» 問題文 1
下のフェミニズムについての文章をもとに、次の問いに答えてください。
(a) 『99%のためのフェミニズム宣言』の著者として挙げられている三人は誰か。
(b) 国際女性デーを記念するマーチが行われた都市と、その年月はいつか。
(c) 見出しで「私たちの武器」とされているものは何か。
======== 抽出テキスト ========
世界を変えるフェミニズムがやろうとしているのは、これまで資本主義が利益を得つつも対価を支払うことなくきたものについて、社会全体の認識を変化させること。つまり、「人間にとって出産、家事、育児、介護とは何なのか」、そして「地球にとって自然環境とは何なのか」といった認識をまったく新しくさせることだといえます。

その先にある世界では、誰も何も搾取されず、人間も自然も利用するべきものとしてではなくそこにあり、経済は公正に回るようになるのです。

「私たちの武器は連帯だ」

1%の富裕層ではなく、「99%の私たち」のためのフェミニズムについて書かれた素晴らしい本『99%のためのフェミニズム宣言』で、著者たちはフェミニズムの目指すところを以下のように述べています。

「私たちのフェミニズムは大多数の要求と権利を擁護する。ここで言う大多数とは、貧しい女性たちであり、労働者階級の女性たちであり、人種化された女性たちであり、移民の女性たちであり、クィアやトランスジェンダーの女性たちであり、障害を持つ女性たちであり、資本に搾取されているにも関わらず、『中産階級』の自負を抱くよう促されてきた女性たちである。

しかしこれだけではない。このフェミニズムは、これまで定義されてきたような『女性の問題』のうちに留まることはない。搾取され、支配され、抑圧されてきたすべての人々のために立ち上がることで、人類全体の希望の息吹になろうとするものである。私たちが99%のためのフェミニズムと呼ぶのはそのためだ」

『99%のためのフェミニズム宣言』シンジア・アルッザ、ティティ・バタチャーリャ、ナンシー・フレイザー著

チリのサンティアゴで行われた国際女性デーを記念するマーチ
チリのサンティアゴで行われた国際女性デーを記念するマーチ。グリーンピース・チリのメンバーが、何千人もの女性たちとともに行進に参加(2020年3月)

フェミニストはケア労働の位置付けの見直しを求めます。
環境の公正さ、クリーン・エネルギーを使う権利を求めます。
======== データ行 ========
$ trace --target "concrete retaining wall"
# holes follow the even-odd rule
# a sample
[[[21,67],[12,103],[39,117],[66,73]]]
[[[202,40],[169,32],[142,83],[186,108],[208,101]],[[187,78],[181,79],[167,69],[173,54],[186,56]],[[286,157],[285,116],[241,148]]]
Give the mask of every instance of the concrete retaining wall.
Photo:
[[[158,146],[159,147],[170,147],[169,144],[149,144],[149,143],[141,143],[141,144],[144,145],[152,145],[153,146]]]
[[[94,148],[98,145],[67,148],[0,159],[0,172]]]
========
» 問題文 2
上の形状アノテーションの行をすべて、一字も変えずにそのまま出力してください。

» 想定解答 1
(a) シンジア・アルッザ、ティティ・バタチャーリャ、ナンシー・フレイザー
(b) チリのサンティアゴ、2020年3月
(c) 連帯

» 想定解答 2
$ trace --target "concrete retaining wall"
# holes follow the even-odd rule
# a sample
[[[21,67],[12,103],[39,117],[66,73]]]
[[[202,40],[169,32],[142,83],[186,108],[208,101]],[[187,78],[181,79],[167,69],[173,54],[186,56]],[[286,157],[285,116],[241,148]]]
Give the mask of every instance of the concrete retaining wall.
Photo:
[[[158,146],[159,147],[170,147],[169,144],[149,144],[149,143],[141,143],[141,144],[144,145],[152,145],[153,146]]]
[[[94,148],[98,145],[67,148],[0,159],[0,172]]]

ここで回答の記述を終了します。